REQUIREMENT:
Isolate every line in the data with the string "blue" and copy it.

RECORD SET:
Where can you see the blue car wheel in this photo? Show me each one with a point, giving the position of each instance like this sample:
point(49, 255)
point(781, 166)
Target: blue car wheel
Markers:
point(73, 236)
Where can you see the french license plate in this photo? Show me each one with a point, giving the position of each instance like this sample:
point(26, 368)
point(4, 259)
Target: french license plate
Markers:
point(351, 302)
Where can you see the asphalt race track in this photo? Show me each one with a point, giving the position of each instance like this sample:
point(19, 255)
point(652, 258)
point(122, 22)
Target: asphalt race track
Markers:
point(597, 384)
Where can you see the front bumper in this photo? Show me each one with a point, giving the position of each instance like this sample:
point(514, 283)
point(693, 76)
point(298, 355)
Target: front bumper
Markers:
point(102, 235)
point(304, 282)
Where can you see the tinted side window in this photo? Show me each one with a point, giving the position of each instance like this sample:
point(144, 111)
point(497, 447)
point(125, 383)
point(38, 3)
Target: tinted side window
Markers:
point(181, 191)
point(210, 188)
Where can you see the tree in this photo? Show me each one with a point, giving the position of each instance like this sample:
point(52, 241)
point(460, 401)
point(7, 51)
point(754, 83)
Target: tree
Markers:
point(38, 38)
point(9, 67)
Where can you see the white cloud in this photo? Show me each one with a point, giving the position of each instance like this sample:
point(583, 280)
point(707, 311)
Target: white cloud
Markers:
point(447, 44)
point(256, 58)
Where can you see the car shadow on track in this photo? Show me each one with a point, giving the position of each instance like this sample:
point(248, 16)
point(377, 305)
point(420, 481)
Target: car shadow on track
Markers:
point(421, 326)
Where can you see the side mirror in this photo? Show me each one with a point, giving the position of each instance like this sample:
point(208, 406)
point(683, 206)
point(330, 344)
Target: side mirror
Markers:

RESPONSE BOX:
Where can you see the blue car wheel in this photo? Show me each one with a point, giving the position of each instance like this sample:
Target: blue car wheel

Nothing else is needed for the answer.